**Required work**
Retype the whole listing below, character for character.

----- Data shown -----

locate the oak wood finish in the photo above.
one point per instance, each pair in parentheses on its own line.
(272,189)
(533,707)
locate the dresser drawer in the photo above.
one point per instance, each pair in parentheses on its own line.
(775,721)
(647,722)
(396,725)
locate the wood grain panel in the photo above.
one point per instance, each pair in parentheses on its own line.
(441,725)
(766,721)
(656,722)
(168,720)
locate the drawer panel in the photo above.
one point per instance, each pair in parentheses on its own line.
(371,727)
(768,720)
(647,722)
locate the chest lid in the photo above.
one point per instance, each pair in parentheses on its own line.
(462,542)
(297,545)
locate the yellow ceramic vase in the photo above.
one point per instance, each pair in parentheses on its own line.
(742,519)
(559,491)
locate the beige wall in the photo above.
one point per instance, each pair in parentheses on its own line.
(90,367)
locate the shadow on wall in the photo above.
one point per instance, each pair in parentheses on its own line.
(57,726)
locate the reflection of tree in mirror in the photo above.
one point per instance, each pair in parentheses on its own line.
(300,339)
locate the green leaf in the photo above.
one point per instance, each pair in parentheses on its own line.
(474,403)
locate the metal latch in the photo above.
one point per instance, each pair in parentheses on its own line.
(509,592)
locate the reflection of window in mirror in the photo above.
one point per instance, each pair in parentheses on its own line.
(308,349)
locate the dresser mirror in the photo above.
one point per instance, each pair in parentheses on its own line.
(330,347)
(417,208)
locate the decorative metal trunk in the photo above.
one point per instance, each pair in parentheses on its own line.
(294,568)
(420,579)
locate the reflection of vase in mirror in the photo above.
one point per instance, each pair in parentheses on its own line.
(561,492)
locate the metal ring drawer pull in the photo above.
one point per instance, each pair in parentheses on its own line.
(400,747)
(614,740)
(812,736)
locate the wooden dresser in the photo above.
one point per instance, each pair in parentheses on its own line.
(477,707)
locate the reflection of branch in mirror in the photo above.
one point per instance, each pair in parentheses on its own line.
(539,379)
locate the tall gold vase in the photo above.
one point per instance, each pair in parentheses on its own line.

-----

**Solved exercise**
locate the oak wood finish in the photo above.
one point per instance, each pair in parentheses on its own line.
(272,189)
(533,707)
locate the dresser drawer in the photo above.
one point per instance, each pair in parentheses on its own line.
(775,721)
(647,722)
(396,725)
locate the wood grain panel in the photo above.
one point per instance, each pair in parentheses on its own line.
(441,725)
(766,721)
(656,722)
(168,720)
locate the drawer panel in the photo above.
one point per instance, each pair in parentheses on its own line.
(371,727)
(768,720)
(647,722)
locate the chest lid in the photo above.
one point per instance, each pair in parentheses on its own line.
(462,542)
(297,545)
locate the yellow ceramic vase in the photo above.
one point per instance, each pair in parentheses on its own line.
(742,519)
(559,491)
locate the beige wall in the photo above.
one point per instance, each pair in parentheses on its own line.
(90,367)
locate the shadow on wall in the photo above.
one point per instance, each pair in parentheses on its own line.
(57,726)
locate the reflection of tree in mirror in the photo above.
one point per instance, each pair in parentheses on its own line.
(300,339)
locate the green leaf in the photo above.
one point per instance, each pair in parentheses on its own line.
(474,403)
locate the metal latch in the photo above.
one point per instance, each pair in parentheses on its own line.
(509,592)
locate the reflection of window in mirror in the photo above.
one point per instance, each pair in parentheses on its own line.
(308,349)
locate the dresser mirror in the photo above.
one point per instance, each pair in parentheses on its own line.
(330,347)
(417,208)
locate the decorative metal trunk in the photo above.
one point per instance, each pair in parentheses on its own line.
(294,568)
(420,579)
locate the reflection of vase in mirror in the photo above.
one point per instance, each pair in parentheses on its own line.
(561,492)
locate the metal ring drawer pull in the photo above.
one point per instance, each pair in parentheses on its own line.
(400,747)
(614,740)
(812,736)
locate the wooden dresser in the photo above.
one point per instance, each pair in parentheses on its own line.
(477,707)
locate the reflection of branch in mirror in the photo above.
one point per instance, each pair in parentheses on its own line.
(539,379)
locate the tall gold vase in the photo above.
one point per instance, each pair in parentheses on its own line.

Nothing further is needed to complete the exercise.